▶ Exercise
The answer is the full set of records, given again exactly and without images.

(Beginning of Available records)

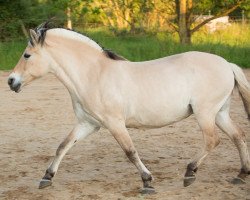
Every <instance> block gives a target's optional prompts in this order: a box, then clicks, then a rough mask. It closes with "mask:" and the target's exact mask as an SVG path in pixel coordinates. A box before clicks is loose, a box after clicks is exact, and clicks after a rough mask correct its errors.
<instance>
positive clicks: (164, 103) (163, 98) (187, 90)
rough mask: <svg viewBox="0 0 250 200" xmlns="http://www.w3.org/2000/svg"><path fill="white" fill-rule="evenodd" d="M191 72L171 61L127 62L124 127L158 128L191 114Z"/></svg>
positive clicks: (124, 94) (181, 118)
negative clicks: (127, 64) (190, 100)
mask: <svg viewBox="0 0 250 200" xmlns="http://www.w3.org/2000/svg"><path fill="white" fill-rule="evenodd" d="M191 81H192V72H191V70H190V69H189V68H183V67H182V66H181V65H176V64H175V63H172V62H171V61H169V62H166V61H165V59H159V60H155V61H151V62H143V63H130V66H129V74H128V81H127V86H126V89H125V92H124V94H123V95H124V96H125V97H124V99H125V101H126V104H125V105H126V109H125V110H126V125H127V127H162V126H166V125H168V124H171V123H173V122H176V121H179V120H181V119H183V118H186V117H187V116H189V115H190V114H191V110H190V106H189V102H190V98H191V96H190V94H191V92H190V91H191V88H190V85H192V84H191Z"/></svg>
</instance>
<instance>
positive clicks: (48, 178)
mask: <svg viewBox="0 0 250 200" xmlns="http://www.w3.org/2000/svg"><path fill="white" fill-rule="evenodd" d="M54 175H55V173H53V172H50V171H49V169H47V170H46V173H45V175H44V177H43V178H42V180H41V181H40V184H39V189H43V188H45V187H48V186H51V185H52V178H53V177H54Z"/></svg>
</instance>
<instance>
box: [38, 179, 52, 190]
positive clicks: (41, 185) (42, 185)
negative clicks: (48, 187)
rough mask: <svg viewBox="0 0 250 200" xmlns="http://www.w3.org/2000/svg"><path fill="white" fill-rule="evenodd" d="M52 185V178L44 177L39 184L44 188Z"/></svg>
mask: <svg viewBox="0 0 250 200" xmlns="http://www.w3.org/2000/svg"><path fill="white" fill-rule="evenodd" d="M51 185H52V181H51V180H47V179H42V180H41V181H40V184H39V189H43V188H46V187H48V186H51Z"/></svg>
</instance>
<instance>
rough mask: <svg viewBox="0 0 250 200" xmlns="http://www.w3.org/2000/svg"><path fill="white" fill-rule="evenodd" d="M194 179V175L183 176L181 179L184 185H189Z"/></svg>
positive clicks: (185, 185) (186, 185) (194, 176)
mask: <svg viewBox="0 0 250 200" xmlns="http://www.w3.org/2000/svg"><path fill="white" fill-rule="evenodd" d="M195 179H196V177H195V176H185V177H184V181H183V185H184V187H187V186H189V185H191V184H192V183H193V182H194V181H195Z"/></svg>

(End of Available records)

▶ Response area
Every <instance> block gives a target's optional prompts in this order: a box, then clicks, then a rough mask. It closes with "mask:" and the target's exact mask as an SVG path in pixel coordinates. A box before clicks is loose, a box after clicks is exact, and clicks after a rough mask correct its errors.
<instance>
positive clicks: (164, 103) (163, 98) (187, 90)
rough mask: <svg viewBox="0 0 250 200" xmlns="http://www.w3.org/2000/svg"><path fill="white" fill-rule="evenodd" d="M191 72L171 61L127 62L124 127L158 128L191 114Z"/></svg>
positive clicks: (124, 94) (181, 118)
negative clicks: (127, 64) (190, 100)
mask: <svg viewBox="0 0 250 200" xmlns="http://www.w3.org/2000/svg"><path fill="white" fill-rule="evenodd" d="M191 81H192V72H191V70H190V69H189V68H183V67H182V66H181V65H176V64H175V63H172V62H171V61H169V62H166V61H165V59H159V60H155V61H151V62H143V63H130V66H129V74H128V81H127V86H126V89H125V92H124V94H123V95H124V96H125V97H124V99H125V101H126V104H125V105H126V109H125V110H126V125H127V127H162V126H166V125H168V124H171V123H173V122H176V121H179V120H181V119H183V118H186V117H187V116H189V115H190V114H191V110H190V106H189V102H190V98H191V96H190V94H191V92H190V91H191V88H190V85H192V84H191Z"/></svg>
</instance>
<instance>
positive clicks: (48, 178)
mask: <svg viewBox="0 0 250 200" xmlns="http://www.w3.org/2000/svg"><path fill="white" fill-rule="evenodd" d="M54 175H55V173H53V172H50V171H49V169H47V170H46V173H45V175H44V177H43V178H42V180H41V181H40V184H39V189H43V188H45V187H48V186H51V185H52V178H53V177H54Z"/></svg>
</instance>
<instance>
box: [38, 179, 52, 190]
positive clicks: (41, 185) (42, 185)
negative clicks: (48, 187)
rough mask: <svg viewBox="0 0 250 200" xmlns="http://www.w3.org/2000/svg"><path fill="white" fill-rule="evenodd" d="M52 185V178L44 177L39 184L44 188Z"/></svg>
mask: <svg viewBox="0 0 250 200" xmlns="http://www.w3.org/2000/svg"><path fill="white" fill-rule="evenodd" d="M51 185H52V181H51V180H47V179H42V180H41V181H40V184H39V189H43V188H46V187H48V186H51Z"/></svg>
</instance>
<instance>
rough mask: <svg viewBox="0 0 250 200" xmlns="http://www.w3.org/2000/svg"><path fill="white" fill-rule="evenodd" d="M194 179V175L183 176L181 179L184 185H189Z"/></svg>
positive clicks: (185, 185) (186, 185) (194, 176)
mask: <svg viewBox="0 0 250 200" xmlns="http://www.w3.org/2000/svg"><path fill="white" fill-rule="evenodd" d="M195 179H196V177H195V176H185V177H184V181H183V185H184V187H187V186H189V185H191V184H192V183H193V182H194V181H195Z"/></svg>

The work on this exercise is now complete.